[start of RECORD EXTRACTS]
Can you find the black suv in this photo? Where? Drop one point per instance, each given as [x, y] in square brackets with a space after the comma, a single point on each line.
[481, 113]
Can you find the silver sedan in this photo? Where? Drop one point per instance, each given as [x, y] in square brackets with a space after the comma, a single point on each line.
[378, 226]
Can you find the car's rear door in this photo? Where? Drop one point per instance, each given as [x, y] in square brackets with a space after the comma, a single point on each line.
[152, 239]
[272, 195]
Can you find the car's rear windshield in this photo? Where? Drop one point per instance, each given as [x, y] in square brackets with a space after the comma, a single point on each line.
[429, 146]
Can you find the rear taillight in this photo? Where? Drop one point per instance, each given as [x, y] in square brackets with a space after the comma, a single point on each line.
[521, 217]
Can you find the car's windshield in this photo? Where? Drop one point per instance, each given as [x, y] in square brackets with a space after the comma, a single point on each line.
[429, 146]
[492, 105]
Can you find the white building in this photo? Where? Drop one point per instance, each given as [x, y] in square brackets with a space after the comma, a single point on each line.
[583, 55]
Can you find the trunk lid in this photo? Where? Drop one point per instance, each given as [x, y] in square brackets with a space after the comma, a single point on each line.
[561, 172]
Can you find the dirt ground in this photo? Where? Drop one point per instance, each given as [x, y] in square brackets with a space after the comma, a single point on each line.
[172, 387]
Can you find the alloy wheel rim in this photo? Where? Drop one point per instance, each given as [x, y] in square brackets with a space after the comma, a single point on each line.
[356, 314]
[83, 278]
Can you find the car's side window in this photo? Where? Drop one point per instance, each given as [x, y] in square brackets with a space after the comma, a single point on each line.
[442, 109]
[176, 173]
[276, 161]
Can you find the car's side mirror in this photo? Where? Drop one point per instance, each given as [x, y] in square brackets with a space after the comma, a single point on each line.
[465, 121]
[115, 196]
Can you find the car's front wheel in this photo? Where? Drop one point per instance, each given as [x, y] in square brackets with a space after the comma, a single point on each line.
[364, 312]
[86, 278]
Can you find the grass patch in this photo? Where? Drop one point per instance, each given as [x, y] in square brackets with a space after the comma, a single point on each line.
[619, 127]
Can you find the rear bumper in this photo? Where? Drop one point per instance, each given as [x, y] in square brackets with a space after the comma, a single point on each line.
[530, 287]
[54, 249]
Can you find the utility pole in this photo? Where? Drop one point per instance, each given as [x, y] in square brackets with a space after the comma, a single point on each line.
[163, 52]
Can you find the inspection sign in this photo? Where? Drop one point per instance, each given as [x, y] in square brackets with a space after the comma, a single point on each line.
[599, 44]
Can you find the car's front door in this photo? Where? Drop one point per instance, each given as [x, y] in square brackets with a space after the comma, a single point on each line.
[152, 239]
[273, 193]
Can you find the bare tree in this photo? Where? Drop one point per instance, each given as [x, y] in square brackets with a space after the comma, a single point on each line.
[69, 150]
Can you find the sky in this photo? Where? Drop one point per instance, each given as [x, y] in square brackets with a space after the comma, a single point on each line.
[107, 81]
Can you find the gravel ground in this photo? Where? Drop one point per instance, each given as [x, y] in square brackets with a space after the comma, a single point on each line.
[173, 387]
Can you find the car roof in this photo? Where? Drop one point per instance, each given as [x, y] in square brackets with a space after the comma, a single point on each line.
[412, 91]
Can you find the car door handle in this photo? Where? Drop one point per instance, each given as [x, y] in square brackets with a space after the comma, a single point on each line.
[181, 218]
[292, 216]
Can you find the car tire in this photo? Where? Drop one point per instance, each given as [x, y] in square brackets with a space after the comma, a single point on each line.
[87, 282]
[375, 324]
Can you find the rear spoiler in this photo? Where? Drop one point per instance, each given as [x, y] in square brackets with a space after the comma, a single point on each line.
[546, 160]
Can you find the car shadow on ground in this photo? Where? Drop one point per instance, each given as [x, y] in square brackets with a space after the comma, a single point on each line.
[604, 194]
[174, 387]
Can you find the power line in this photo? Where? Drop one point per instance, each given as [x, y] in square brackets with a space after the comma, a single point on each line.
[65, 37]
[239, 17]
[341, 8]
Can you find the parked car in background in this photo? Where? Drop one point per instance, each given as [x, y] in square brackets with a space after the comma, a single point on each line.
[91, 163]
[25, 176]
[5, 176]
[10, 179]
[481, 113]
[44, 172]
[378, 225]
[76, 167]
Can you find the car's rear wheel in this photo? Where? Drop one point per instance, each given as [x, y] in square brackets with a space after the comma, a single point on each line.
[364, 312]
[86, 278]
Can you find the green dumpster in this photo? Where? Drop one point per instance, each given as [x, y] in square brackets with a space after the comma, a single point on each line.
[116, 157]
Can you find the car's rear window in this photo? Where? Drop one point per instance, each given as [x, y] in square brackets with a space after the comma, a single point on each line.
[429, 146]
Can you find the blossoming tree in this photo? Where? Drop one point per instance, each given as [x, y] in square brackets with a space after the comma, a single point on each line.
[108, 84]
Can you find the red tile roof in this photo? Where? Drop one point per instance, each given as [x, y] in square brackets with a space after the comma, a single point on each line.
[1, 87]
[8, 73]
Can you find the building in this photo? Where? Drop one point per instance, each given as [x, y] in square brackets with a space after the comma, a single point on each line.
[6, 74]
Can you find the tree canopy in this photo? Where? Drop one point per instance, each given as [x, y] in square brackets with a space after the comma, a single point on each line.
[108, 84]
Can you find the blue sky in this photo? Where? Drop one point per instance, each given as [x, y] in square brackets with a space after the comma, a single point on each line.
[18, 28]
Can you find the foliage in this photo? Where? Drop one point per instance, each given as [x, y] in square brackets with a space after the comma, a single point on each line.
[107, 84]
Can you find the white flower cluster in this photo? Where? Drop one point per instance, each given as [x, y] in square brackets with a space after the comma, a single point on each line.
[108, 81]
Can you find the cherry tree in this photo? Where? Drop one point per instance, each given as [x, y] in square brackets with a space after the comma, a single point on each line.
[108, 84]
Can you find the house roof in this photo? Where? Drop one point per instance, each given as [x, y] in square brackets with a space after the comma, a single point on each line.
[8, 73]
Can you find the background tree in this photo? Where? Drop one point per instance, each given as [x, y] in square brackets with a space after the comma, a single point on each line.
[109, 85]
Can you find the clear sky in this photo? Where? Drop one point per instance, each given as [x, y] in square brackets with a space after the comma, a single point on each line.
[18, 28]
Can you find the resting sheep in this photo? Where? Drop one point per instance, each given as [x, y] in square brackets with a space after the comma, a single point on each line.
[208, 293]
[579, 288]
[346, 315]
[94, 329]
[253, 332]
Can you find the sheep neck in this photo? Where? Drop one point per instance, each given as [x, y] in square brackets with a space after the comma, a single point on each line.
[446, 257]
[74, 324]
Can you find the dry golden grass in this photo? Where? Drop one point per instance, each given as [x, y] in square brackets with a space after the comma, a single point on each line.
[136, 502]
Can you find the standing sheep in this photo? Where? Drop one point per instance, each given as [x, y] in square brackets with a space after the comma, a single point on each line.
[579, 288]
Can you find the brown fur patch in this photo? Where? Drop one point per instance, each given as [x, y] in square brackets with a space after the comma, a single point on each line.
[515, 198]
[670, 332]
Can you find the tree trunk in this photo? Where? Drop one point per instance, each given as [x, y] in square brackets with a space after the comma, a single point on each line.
[end of RECORD EXTRACTS]
• [WHAT TO WORK ON] Reproduce, word for word, the stretch of lines from the one containing "Can you find the brown" through the last line above.

• [EXPECTED ANSWER]
Can you find the brown fur patch in this photo? Where? Drop one point per instance, each given as [x, y] in square brackets with a space after the comma, a single point on each line.
[515, 198]
[670, 332]
Can you find the tree trunk in this photo? Where? Drop one point per instance, each given as [x, y] in square brackets with a space after the comma, a single point on each line.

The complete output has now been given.